__Material to process__.
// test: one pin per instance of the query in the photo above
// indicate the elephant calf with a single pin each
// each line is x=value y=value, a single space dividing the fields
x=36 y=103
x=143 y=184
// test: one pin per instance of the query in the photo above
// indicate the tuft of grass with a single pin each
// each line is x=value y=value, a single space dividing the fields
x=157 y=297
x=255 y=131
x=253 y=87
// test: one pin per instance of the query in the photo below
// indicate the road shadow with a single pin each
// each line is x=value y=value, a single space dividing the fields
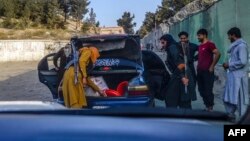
x=24 y=87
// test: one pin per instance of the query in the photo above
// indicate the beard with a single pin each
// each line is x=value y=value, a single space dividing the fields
x=200 y=40
x=232 y=40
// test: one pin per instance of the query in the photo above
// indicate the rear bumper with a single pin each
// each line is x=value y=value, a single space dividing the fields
x=120 y=102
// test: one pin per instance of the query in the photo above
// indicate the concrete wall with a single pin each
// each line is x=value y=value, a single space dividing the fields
x=27 y=50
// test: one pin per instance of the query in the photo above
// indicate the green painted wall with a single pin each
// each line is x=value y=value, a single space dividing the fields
x=218 y=19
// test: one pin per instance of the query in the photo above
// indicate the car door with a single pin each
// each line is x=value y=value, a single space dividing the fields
x=48 y=75
x=155 y=74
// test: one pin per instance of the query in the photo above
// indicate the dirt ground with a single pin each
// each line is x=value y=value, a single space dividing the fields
x=19 y=81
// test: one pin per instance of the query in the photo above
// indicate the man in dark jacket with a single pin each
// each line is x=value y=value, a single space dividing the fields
x=175 y=91
x=61 y=55
x=191 y=50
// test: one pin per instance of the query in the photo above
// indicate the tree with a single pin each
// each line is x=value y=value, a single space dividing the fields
x=65 y=7
x=51 y=9
x=37 y=8
x=126 y=21
x=78 y=10
x=9 y=8
x=92 y=17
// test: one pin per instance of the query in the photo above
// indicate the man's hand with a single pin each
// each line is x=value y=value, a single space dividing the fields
x=225 y=66
x=84 y=81
x=56 y=68
x=185 y=81
x=102 y=93
x=211 y=69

__Task to carry out__.
Copy out every row above word for word and line by line, leaving out the pictures.

__Reply__.
// test: one pin per instance of the query in the photo above
// indicate the elephant calf with a single pin each
// each line is x=value y=value, a single space dividing the fields
x=36 y=103
x=143 y=184
// test: one pin per instance of the query in the photo above
// indicate the tuft of grass with a single pin each
// each line is x=value y=value, a single space dividing the fields
x=157 y=297
x=255 y=131
x=253 y=87
// test: one pin per instance of the query in the photo below
// indicate the road shadow with a single pin each
// each line is x=value y=value, a single space dividing the fields
x=24 y=87
// test: one pin per instance of the query in the photo above
// indicate the beard with a single pin each
// each line is x=value y=value, a single space dividing the fields
x=200 y=40
x=232 y=40
// test: one pin per instance of the query in the photo above
// indicate the rear bumper with a single pin each
// each line is x=value y=value, a single space dividing the fields
x=120 y=102
// test: one pin per instance of the query in the photo above
// indicate the concrete wall with a single pin each
// each line is x=value y=value, a single space dividing the fields
x=27 y=50
// test: one pin per instance of the query in the photo above
// indicate the green painted wall with a single pin each
// each line is x=value y=value, a single space dividing the fields
x=218 y=19
// test: one pin per instance of the query in the photo above
// indicate the car door with a single pin each
// each line is x=value y=value, a single space dividing the fields
x=48 y=75
x=155 y=74
// test: one pin per instance of the query in the photo above
// indicate the dirt ground with a single pin each
// each line is x=value y=value, a single space dividing the fields
x=19 y=81
// test: one pin per instance of the query in the photo above
// indicate the man in dark jacket with a single pin each
// each line is x=value y=value, a single space dividing the fields
x=175 y=91
x=61 y=55
x=191 y=50
// test: one pin per instance of the query in the photo above
// indicate the tree with a single pin each
// each line is x=value y=value, a single space dividing the fields
x=65 y=7
x=51 y=9
x=37 y=8
x=126 y=21
x=78 y=10
x=9 y=8
x=92 y=17
// test: one pin per instance of the query in the photo above
// indicate the man's hand with a single pin each
// each line is x=value y=value, a single space dividing the fields
x=225 y=66
x=84 y=81
x=56 y=68
x=185 y=81
x=102 y=93
x=211 y=69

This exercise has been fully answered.